WHAT YOU NEED TO DO: Resize the data from the line containing "locate: glass facade" through the end of the data, reproducing every line, including each "locate" line, and multiplying each coordinate in the answers by 1.7, rounded to the nearest whole number with halves rounded up. The numbers on the "locate" lines, including their sample points, remain unchanged.

-- start DATA --

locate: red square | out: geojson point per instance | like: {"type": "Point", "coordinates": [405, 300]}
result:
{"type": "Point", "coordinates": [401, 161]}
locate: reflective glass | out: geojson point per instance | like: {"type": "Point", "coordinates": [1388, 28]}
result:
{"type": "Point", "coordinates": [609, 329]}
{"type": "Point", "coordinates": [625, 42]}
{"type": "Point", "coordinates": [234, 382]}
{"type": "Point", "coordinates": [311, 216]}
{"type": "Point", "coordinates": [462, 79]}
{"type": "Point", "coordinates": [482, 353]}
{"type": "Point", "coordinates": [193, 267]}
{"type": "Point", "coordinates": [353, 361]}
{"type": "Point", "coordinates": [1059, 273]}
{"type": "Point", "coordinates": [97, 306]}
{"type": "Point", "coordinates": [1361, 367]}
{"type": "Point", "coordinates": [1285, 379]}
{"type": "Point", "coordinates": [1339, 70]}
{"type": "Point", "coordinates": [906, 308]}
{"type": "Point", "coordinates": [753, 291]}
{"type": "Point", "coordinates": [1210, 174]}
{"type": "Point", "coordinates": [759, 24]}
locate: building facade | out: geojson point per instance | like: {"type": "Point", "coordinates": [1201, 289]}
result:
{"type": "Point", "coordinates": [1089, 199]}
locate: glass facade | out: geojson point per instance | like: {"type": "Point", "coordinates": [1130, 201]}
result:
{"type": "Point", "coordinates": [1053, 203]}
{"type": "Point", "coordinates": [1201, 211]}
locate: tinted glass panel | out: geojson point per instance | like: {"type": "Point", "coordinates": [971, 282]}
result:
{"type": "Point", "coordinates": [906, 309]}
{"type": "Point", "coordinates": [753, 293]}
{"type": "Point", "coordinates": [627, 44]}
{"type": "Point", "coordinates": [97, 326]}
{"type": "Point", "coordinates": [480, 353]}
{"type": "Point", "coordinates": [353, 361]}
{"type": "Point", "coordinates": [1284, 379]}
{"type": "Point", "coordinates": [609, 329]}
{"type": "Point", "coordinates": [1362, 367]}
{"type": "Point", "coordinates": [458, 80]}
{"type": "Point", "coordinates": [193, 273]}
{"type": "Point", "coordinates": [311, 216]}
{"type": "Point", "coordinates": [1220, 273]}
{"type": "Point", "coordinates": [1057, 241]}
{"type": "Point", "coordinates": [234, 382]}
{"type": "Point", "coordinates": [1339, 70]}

-- end DATA --

ANSWER TO THIS TASK:
locate: glass facade | out: geojson point per instance | like: {"type": "Point", "coordinates": [1130, 201]}
result:
{"type": "Point", "coordinates": [1790, 345]}
{"type": "Point", "coordinates": [2042, 359]}
locate: tinted glass panel | out: geojson point per instance | like: {"type": "Point", "coordinates": [971, 282]}
result:
{"type": "Point", "coordinates": [1540, 525]}
{"type": "Point", "coordinates": [1280, 498]}
{"type": "Point", "coordinates": [1066, 75]}
{"type": "Point", "coordinates": [165, 554]}
{"type": "Point", "coordinates": [816, 600]}
{"type": "Point", "coordinates": [600, 614]}
{"type": "Point", "coordinates": [2183, 644]}
{"type": "Point", "coordinates": [1035, 559]}
{"type": "Point", "coordinates": [2315, 624]}
{"type": "Point", "coordinates": [779, 136]}
{"type": "Point", "coordinates": [328, 464]}
{"type": "Point", "coordinates": [529, 367]}
{"type": "Point", "coordinates": [2074, 464]}
{"type": "Point", "coordinates": [1797, 410]}
{"type": "Point", "coordinates": [398, 649]}
{"type": "Point", "coordinates": [2276, 119]}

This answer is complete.